EXERCISE REQUIREMENTS: Copy the data exactly from the line that contains "shoulder shown above." through the line that contains "rigging line shown above.", keeping both end lines and leaving out everything else.

--- START ---

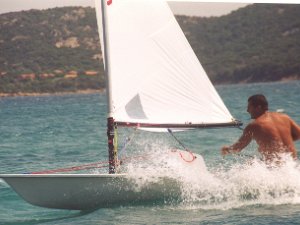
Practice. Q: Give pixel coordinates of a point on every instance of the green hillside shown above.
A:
(58, 50)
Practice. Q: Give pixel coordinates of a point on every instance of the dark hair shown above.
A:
(259, 100)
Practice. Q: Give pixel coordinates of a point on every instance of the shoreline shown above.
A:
(101, 91)
(25, 94)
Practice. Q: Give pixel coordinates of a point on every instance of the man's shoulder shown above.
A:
(279, 115)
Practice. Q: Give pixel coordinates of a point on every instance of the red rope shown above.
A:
(82, 167)
(193, 157)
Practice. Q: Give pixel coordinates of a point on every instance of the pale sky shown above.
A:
(189, 8)
(184, 7)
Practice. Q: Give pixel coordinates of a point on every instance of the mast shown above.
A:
(112, 151)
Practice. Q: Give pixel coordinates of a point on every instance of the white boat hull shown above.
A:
(88, 191)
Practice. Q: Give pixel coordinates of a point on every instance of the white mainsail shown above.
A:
(155, 77)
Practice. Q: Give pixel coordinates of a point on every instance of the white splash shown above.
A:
(220, 187)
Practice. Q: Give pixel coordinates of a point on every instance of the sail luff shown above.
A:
(104, 37)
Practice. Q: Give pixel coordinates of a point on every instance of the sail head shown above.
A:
(155, 77)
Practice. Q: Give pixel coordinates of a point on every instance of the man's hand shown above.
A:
(225, 150)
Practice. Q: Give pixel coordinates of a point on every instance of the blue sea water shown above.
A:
(48, 132)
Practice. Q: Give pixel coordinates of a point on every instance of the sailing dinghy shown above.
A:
(154, 82)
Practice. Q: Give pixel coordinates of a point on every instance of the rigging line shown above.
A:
(182, 145)
(127, 141)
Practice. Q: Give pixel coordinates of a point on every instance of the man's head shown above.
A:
(257, 105)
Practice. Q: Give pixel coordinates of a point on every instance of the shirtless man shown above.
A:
(274, 132)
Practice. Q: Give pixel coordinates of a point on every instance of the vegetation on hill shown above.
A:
(58, 50)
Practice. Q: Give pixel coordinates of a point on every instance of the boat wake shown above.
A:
(224, 186)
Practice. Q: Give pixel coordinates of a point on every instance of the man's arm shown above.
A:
(243, 141)
(295, 130)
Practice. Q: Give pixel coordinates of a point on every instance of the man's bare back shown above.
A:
(274, 132)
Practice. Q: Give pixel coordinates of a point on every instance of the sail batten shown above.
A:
(155, 76)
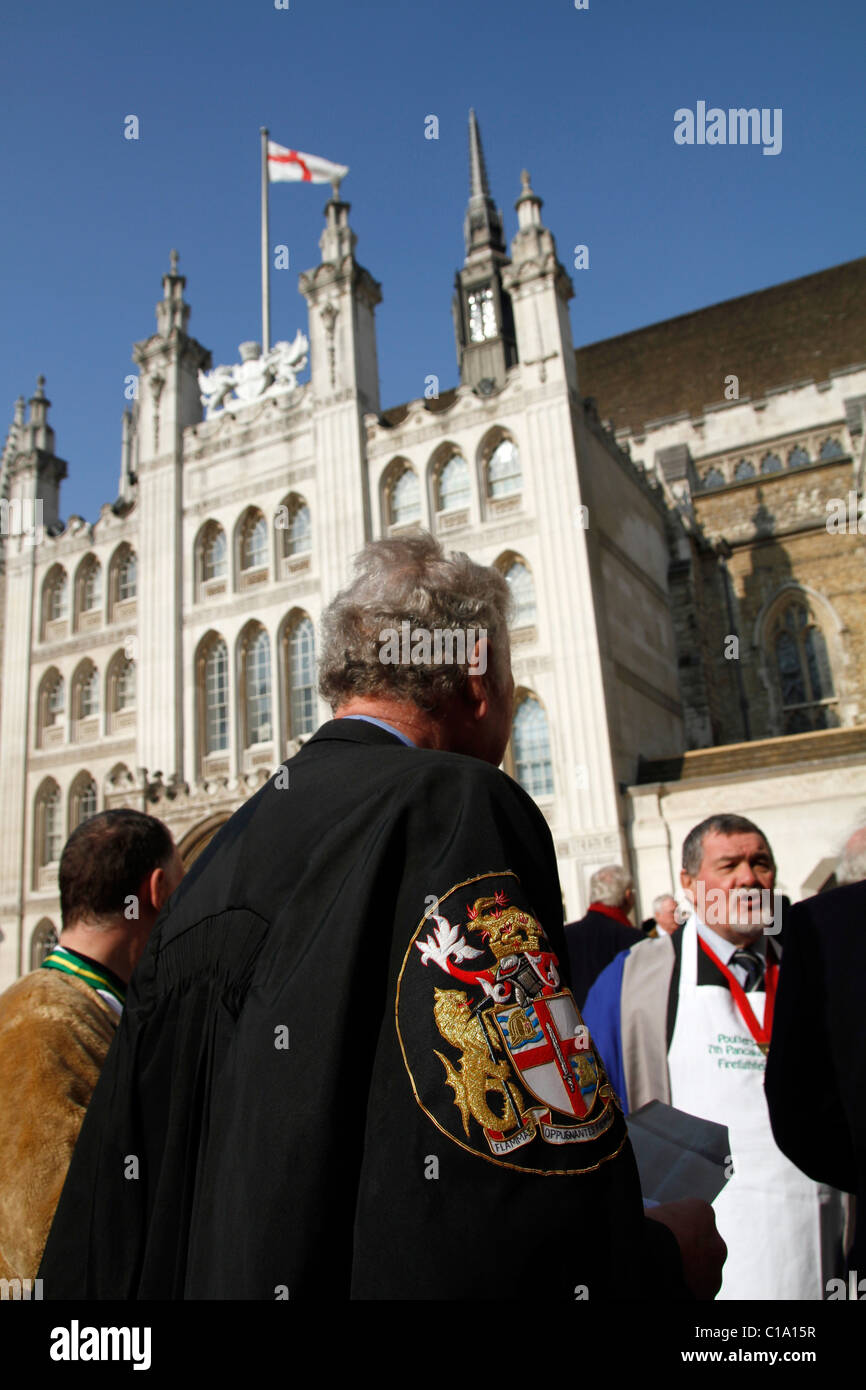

--- END ---

EXERCISE SOLUTION:
Practice. Q: Give pixel coordinates of a point on every instance of the man's shoulder shown above.
A:
(279, 115)
Practice. Q: Give pixel coordinates of a point on every instance of the red rope shown above.
A:
(82, 167)
(193, 157)
Practice. Q: Give pixel coordinates of a point on every instance of the pale sky shown above.
A:
(189, 8)
(184, 7)
Practice. Q: Give pixel coordinates of a point on every instance of the mast shown above.
A:
(112, 151)
Practice. Q: Give pixel coordinates of a point on every instance of the white boat hull shown above.
A:
(88, 191)
Practice. Q: Give pixel coordinates of a point on every instance of the white mainsail shown above.
A:
(155, 77)
Practice. Q: Give pixel coordinates of a point on every instance of the white splash shown above.
A:
(220, 187)
Practice. Q: Give pixel coordinates of a point on every instance of the sail luff shown above.
A:
(104, 37)
Practice. Q: Give pixel coordinates of a point on every instance of the sail head shown above.
A:
(155, 77)
Practice. Q: Give pixel coordinates of a point on every instance of the man's hand shown above.
A:
(225, 150)
Practice. Q: Give pixel coordinates of a point on every instance of the blue sea water shown above.
A:
(48, 132)
Practice. Q: Give pixel coordinates of a point on every instance of the sailing dinghy shown above.
A:
(154, 82)
Practice. Q: Give pixel coordinates of a point on every instance of the rigging line shown above.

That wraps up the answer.